=== Problem ===
Provide the number of lines in the material containing the word "water", with nothing added.

=== Records supplied ===
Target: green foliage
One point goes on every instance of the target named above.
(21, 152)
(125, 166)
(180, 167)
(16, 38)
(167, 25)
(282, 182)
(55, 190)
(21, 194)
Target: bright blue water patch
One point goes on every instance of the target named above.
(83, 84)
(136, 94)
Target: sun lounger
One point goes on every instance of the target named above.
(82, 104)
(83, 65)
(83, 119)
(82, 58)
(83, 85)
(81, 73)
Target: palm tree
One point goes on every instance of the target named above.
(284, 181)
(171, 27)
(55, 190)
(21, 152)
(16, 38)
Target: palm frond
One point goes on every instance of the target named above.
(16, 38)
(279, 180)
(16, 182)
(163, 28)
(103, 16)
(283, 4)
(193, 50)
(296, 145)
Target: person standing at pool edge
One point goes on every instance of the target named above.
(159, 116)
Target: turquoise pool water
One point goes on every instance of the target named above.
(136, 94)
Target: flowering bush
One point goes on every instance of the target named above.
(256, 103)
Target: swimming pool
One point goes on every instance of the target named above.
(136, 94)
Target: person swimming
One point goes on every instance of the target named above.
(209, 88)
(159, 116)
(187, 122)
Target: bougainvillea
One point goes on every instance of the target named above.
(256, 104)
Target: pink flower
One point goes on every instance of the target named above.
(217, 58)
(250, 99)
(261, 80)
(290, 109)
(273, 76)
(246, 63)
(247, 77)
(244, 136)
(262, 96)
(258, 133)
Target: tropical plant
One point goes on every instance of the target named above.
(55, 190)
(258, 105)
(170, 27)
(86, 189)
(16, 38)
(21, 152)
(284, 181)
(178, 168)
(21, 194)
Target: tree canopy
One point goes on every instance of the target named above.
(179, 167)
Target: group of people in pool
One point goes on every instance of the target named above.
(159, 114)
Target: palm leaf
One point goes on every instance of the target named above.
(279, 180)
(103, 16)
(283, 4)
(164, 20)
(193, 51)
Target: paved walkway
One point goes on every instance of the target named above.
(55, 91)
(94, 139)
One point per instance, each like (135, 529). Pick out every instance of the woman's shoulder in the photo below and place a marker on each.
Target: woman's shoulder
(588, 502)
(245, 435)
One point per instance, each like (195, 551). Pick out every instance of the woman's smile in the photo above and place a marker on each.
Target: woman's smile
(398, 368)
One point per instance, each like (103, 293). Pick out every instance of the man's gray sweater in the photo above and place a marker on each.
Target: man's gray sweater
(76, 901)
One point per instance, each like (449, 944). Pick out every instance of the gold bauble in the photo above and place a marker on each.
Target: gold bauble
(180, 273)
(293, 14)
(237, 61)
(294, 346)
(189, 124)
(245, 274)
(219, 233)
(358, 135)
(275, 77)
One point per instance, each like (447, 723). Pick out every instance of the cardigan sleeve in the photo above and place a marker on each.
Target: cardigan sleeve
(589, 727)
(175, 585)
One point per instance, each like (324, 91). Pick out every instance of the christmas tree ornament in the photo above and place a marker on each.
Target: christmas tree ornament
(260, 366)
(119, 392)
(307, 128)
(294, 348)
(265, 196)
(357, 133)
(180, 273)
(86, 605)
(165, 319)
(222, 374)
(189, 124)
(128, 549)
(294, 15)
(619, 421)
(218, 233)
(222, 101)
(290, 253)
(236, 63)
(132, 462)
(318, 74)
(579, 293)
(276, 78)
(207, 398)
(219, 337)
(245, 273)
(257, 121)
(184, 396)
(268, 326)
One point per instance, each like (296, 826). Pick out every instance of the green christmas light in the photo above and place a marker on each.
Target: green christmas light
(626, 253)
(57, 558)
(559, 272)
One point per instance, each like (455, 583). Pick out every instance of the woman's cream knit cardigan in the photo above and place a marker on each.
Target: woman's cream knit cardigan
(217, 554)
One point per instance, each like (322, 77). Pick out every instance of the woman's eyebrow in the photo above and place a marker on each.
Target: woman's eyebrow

=== Answer to the exercise ===
2